We know that Christ will confirm and seal this look with the redemptive Sacrifice of the Cross, because precisely by means of this Sacrifice that "look' reached a particular depth of love. In it is contained an affirmation of man and of humanity such as only he is capable of-Christ the Redeemer and Bridegroom. Only he "knows what is in every man":(cf. John 2:25) he knows man's weakness, but he also and above all knows his dignity.
My wish for each of you is that you may discover this look of Christ, and experience it in all its depth. I do not know at what moment in your life. I think that it will happen when you need it most: perhaps in suffering, perhaps together with the witness of a pure conscience, as in the case of that young man in the Gospel, or perhaps precisely in an opposite situation: together with the sense of guilt, with remorse of conscience. For Christ looked at Peter too in the hour of his fall: when he had three times denied his Master.(cf. Luke 22:61)

Point-based annotation records
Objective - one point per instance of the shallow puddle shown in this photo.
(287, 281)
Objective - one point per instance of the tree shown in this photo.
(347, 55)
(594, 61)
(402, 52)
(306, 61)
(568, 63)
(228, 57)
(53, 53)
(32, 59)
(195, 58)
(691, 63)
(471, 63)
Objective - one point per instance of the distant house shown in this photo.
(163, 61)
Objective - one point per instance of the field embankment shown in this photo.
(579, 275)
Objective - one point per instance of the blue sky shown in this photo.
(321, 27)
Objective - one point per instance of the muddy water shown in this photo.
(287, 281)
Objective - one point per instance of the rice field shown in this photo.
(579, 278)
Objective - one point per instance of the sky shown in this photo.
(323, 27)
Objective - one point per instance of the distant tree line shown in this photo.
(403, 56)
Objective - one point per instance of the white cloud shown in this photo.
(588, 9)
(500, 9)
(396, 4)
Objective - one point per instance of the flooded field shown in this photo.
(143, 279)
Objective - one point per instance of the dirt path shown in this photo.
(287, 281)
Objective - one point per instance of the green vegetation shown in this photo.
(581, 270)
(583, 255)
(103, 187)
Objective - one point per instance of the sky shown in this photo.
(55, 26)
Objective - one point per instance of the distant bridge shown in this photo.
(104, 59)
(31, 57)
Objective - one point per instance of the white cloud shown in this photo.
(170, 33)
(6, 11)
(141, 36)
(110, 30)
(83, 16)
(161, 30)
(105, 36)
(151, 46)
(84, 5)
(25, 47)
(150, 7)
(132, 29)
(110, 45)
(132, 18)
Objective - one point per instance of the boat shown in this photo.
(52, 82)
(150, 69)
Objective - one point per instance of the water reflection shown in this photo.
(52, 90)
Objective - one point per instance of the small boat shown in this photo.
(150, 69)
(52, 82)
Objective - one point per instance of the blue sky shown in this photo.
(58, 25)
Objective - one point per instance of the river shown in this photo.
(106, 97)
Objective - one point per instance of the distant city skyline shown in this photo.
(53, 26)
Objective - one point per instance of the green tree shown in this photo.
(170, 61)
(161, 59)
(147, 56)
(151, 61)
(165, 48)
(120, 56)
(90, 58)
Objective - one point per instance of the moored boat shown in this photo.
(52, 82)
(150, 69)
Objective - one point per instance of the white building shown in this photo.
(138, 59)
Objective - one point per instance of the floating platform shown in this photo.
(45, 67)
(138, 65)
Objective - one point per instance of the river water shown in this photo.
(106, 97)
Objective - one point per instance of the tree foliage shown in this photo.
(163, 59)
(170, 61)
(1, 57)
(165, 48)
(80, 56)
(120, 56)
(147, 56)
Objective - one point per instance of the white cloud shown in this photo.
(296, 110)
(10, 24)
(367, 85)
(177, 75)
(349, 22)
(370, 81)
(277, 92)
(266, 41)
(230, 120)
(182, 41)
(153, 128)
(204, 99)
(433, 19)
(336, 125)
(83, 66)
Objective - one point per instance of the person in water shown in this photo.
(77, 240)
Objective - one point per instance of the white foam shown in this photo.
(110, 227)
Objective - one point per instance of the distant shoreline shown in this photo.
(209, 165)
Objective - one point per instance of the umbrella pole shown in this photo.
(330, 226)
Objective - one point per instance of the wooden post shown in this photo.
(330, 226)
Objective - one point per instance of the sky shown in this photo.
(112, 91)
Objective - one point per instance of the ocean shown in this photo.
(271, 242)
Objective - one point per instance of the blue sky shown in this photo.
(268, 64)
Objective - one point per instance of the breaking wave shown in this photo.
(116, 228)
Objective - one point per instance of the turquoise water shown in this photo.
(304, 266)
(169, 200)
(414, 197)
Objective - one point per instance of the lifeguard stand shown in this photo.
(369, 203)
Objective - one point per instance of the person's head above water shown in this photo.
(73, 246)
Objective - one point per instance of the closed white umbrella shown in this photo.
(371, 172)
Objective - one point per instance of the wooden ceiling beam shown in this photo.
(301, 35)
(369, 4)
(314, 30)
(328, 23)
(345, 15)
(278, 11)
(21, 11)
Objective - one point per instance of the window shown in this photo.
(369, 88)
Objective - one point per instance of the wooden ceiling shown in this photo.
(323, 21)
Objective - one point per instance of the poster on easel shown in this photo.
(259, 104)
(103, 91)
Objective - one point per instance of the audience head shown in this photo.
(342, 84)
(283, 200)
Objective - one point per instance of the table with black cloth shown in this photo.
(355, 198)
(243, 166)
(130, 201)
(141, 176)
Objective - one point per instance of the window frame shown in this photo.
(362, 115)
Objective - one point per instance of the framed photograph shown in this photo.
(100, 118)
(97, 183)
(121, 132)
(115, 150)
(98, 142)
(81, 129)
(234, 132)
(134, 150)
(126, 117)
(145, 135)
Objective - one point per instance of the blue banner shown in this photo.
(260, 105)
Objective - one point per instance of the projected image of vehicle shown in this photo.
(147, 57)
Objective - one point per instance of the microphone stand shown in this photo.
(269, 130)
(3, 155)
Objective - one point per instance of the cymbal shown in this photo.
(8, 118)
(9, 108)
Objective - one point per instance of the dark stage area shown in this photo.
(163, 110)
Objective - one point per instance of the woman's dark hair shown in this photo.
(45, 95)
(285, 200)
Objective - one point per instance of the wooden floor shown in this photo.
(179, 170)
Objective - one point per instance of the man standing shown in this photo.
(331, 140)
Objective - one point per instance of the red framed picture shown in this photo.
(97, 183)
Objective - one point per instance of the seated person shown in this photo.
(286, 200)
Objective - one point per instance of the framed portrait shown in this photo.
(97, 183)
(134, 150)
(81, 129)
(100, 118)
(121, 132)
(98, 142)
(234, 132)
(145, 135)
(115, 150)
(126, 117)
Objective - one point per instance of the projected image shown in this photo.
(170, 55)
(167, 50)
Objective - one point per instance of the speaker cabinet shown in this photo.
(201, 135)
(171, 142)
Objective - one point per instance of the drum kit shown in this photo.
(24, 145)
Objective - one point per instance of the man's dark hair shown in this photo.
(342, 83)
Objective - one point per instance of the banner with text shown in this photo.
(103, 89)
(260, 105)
==
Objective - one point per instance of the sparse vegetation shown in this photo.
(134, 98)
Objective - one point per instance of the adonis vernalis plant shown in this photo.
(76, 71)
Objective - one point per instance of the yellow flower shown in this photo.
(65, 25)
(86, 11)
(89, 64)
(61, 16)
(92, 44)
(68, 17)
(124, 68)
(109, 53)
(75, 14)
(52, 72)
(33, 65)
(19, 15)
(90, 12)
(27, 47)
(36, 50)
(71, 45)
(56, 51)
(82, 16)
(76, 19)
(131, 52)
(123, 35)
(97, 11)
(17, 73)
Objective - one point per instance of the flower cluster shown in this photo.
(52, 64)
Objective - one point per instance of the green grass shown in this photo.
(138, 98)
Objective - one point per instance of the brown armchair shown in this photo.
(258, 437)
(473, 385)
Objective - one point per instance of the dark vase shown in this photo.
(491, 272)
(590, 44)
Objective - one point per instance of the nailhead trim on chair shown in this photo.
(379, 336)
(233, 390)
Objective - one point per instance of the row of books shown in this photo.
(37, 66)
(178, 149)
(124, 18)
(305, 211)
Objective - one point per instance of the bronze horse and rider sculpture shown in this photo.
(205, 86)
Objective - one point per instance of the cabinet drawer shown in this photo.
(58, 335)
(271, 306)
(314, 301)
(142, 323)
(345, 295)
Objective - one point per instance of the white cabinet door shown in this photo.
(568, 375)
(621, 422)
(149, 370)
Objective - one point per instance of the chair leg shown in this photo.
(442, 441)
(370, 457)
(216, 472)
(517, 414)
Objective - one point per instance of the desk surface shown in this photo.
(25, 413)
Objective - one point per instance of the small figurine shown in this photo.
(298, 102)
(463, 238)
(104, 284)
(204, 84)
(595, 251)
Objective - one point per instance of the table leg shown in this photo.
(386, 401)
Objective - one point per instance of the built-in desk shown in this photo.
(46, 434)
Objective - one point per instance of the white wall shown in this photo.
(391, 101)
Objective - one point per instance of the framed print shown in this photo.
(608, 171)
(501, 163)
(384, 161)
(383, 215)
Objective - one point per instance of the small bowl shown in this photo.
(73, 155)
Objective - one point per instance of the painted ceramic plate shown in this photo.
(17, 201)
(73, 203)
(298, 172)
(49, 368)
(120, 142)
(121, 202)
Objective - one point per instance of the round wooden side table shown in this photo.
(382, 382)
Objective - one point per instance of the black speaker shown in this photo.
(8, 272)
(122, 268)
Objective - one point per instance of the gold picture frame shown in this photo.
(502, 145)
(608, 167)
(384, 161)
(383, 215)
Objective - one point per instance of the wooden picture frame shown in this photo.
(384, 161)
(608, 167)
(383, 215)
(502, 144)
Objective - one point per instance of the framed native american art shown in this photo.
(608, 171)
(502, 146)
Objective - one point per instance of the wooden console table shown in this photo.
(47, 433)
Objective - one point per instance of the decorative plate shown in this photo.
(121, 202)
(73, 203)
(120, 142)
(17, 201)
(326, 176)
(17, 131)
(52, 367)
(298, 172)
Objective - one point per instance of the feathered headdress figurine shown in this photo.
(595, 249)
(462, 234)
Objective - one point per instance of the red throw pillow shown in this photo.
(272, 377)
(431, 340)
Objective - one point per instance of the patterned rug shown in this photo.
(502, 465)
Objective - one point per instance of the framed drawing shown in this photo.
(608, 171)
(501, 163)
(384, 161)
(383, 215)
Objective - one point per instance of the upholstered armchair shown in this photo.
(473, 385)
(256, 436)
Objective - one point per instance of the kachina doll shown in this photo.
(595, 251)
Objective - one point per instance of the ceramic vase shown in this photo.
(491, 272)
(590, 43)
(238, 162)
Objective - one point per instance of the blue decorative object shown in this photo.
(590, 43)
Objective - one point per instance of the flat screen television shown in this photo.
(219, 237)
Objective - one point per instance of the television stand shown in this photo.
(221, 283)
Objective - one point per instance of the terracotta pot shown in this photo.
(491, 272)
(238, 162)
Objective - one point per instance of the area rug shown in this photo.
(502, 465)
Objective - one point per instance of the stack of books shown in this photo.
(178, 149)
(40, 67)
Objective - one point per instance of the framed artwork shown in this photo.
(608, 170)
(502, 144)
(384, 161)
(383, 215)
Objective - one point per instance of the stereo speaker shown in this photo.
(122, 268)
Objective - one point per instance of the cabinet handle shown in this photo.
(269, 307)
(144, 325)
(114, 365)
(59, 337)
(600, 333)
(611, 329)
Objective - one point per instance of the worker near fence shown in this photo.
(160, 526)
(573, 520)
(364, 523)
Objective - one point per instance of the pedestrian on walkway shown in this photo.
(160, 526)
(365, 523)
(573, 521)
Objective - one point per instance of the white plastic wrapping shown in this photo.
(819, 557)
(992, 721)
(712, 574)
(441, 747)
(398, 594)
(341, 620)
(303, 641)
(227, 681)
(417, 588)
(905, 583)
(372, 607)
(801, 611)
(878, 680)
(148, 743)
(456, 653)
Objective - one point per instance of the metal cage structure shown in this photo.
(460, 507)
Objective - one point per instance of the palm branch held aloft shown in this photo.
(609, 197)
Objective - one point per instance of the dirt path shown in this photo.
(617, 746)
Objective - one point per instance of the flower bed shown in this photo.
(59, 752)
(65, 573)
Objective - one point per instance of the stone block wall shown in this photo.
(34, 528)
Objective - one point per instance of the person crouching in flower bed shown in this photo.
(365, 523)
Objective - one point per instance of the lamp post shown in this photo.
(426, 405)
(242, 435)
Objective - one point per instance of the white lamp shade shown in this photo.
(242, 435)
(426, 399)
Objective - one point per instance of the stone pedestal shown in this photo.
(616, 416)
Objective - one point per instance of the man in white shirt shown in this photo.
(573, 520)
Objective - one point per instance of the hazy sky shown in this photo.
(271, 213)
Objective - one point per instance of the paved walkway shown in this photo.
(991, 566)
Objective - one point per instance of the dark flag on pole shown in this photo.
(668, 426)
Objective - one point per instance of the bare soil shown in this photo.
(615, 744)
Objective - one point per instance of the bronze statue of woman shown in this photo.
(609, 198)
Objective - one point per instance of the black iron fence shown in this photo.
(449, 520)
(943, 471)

Tasks to complete:
• a. Answer these from the passage on the look of Christ:
(i) With what will Christ confirm and seal this look?
(ii) Besides man's weakness, what does Christ above all know?
(iii) At what hour did Christ look at Peter?
• b. Repeat the part of the passage on the look of Christ starting at "We know that" and ending at "knows his dignity.".

Results for each task:
• a.
(i) The redemptive Sacrifice of the Cross.
(ii) Man's dignity.
(iii) In the hour of his fall, when he had three times denied his Master.

• b.
We know that Christ will confirm and seal this look with the redemptive Sacrifice of the Cross, because precisely by means of this Sacrifice that "look' reached a particular depth of love. In it is contained an affirmation of man and of humanity such as only he is capable of-Christ the Redeemer and Bridegroom. Only he "knows what is in every man":(cf. John 2:25) he knows man's weakness, but he also and above all knows his dignity.